**What to produce**
Reproduce all of the data exactly, with no line skipped.

**Records for processing**
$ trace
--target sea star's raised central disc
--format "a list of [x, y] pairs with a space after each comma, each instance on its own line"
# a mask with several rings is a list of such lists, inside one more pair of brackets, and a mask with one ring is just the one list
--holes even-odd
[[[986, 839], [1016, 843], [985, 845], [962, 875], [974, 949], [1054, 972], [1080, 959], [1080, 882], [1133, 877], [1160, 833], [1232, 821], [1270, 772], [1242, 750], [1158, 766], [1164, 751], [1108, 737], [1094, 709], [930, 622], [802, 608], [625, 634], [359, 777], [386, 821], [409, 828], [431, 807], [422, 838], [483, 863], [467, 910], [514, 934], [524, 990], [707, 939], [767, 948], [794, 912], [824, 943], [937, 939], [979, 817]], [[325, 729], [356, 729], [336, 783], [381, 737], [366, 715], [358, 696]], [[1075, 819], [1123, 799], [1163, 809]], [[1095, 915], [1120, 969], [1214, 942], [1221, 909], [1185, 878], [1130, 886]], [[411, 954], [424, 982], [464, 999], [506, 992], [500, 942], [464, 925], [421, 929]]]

**Exercise output**
$ trace
--target sea star's raised central disc
--format "a list of [x, y] pairs with a space after each comma, each instance on its own line"
# a mask with several rings is a list of such lists, inside one more pair of brackets, and a mask with one ring is just the one list
--holes even-odd
[[[986, 839], [1016, 843], [985, 845], [962, 875], [974, 949], [1054, 972], [1080, 959], [1080, 882], [1133, 877], [1160, 833], [1232, 821], [1270, 772], [1242, 750], [1158, 766], [1164, 751], [1108, 737], [1094, 709], [930, 622], [802, 608], [625, 634], [359, 777], [386, 821], [409, 828], [431, 807], [422, 838], [483, 863], [467, 910], [514, 934], [524, 990], [707, 939], [767, 948], [794, 912], [824, 943], [937, 939], [979, 817]], [[325, 729], [356, 729], [336, 783], [381, 737], [366, 715], [358, 696]], [[1075, 819], [1123, 799], [1163, 809]], [[1095, 915], [1120, 969], [1214, 942], [1221, 909], [1185, 878], [1130, 886]], [[411, 954], [424, 982], [464, 999], [506, 992], [500, 942], [464, 925], [421, 929]]]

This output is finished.